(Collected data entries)
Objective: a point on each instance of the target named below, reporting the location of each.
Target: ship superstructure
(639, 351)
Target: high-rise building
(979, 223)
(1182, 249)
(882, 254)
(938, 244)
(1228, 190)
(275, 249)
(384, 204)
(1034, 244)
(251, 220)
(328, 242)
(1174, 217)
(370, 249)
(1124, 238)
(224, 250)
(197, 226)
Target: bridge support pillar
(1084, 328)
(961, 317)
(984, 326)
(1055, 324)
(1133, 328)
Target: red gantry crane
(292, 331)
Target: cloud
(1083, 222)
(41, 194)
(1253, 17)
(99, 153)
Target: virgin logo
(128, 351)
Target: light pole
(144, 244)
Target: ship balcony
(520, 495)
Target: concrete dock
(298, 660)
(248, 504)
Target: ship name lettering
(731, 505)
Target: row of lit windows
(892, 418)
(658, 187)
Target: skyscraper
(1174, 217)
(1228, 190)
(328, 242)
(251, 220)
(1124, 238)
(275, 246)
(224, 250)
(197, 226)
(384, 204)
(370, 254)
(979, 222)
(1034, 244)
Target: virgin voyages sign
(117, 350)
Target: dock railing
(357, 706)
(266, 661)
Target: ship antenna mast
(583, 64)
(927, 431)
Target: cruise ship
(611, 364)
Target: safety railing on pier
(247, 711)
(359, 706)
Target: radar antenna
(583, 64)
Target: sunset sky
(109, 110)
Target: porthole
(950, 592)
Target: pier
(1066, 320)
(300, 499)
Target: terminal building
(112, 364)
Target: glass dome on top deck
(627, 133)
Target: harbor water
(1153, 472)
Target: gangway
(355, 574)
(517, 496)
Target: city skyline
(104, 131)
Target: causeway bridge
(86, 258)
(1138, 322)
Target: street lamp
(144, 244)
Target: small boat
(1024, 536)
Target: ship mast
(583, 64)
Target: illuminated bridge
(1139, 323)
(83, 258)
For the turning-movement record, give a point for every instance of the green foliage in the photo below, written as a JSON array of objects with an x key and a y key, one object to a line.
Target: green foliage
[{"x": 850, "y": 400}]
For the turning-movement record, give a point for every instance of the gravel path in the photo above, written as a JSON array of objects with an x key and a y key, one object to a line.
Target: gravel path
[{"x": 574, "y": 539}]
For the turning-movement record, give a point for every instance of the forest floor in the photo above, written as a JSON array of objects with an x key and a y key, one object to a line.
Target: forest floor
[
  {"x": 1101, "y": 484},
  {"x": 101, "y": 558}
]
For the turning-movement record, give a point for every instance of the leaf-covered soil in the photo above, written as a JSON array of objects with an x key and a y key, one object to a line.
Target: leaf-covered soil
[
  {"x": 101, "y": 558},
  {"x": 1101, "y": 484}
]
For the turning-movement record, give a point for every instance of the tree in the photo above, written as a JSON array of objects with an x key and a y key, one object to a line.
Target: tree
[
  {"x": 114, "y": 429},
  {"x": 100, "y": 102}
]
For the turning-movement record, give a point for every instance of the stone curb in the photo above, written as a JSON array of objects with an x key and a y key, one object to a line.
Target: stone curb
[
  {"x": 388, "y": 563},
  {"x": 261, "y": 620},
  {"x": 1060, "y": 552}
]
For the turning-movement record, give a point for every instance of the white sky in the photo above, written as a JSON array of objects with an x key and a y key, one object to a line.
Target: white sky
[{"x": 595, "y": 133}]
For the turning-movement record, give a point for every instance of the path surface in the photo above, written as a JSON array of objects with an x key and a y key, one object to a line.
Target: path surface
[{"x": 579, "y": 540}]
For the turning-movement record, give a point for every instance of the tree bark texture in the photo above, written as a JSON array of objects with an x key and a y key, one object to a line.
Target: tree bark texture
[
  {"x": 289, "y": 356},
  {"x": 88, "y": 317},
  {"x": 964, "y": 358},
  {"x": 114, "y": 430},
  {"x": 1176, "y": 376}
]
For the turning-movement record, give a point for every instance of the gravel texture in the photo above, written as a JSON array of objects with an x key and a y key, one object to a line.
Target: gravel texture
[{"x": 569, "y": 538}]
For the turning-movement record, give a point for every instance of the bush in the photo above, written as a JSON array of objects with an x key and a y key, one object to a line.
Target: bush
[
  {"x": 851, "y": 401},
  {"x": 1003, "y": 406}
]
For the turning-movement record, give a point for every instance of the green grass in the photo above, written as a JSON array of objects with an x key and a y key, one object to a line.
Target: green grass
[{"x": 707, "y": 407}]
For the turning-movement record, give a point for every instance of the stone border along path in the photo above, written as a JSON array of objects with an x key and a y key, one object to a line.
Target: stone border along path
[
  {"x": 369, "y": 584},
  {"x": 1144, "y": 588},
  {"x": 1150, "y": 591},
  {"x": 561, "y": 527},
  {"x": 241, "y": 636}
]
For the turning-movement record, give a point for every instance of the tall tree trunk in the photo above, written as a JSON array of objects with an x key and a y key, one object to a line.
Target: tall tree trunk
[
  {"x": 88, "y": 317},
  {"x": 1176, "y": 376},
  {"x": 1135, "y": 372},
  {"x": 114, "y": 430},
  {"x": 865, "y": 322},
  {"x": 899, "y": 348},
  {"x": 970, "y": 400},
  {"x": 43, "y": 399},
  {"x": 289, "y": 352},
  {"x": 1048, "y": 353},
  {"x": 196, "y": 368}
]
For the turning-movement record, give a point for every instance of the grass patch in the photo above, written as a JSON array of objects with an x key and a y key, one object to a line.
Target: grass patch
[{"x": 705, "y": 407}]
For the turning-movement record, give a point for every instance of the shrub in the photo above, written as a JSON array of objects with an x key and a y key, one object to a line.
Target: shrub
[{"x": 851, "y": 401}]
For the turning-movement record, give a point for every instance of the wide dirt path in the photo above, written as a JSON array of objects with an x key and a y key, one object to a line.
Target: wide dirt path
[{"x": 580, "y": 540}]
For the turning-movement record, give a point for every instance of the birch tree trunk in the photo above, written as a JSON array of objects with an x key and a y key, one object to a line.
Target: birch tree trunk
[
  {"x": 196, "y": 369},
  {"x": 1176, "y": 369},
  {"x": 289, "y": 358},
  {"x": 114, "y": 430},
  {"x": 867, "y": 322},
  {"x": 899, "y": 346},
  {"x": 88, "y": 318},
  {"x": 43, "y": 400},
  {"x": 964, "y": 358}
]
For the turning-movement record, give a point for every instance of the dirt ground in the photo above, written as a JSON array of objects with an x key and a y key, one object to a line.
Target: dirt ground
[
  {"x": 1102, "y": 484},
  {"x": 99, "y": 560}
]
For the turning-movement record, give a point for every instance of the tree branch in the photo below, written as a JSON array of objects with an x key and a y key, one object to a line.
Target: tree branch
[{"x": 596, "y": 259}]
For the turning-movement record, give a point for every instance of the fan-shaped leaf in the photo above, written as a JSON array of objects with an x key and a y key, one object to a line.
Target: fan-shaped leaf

YOUR INSTRUCTIONS:
Give back exactly the lines running from the line containing "of the dirt" through the end of the material above, both included, and nothing beyond them.

SOLUTION BELOW:
For the turning-movement record, give a point for every instance of the dirt ground in the photo above, written as a JSON array of objects with an x key and a y key, one object to a line.
Target: dirt ground
[
  {"x": 1102, "y": 484},
  {"x": 99, "y": 560}
]
For the turning-movement record, give a point for every instance of the tree branch in the photo below, written as a JSON array of objects with an x key and a y key, one object to a line.
Target: tree branch
[{"x": 596, "y": 259}]
For the turning-movement record, give a point for every instance of the fan-shaped leaf in the photo above, written as a JSON array of objects with an x key and a y key, one object to a line.
Target: fan-shaped leaf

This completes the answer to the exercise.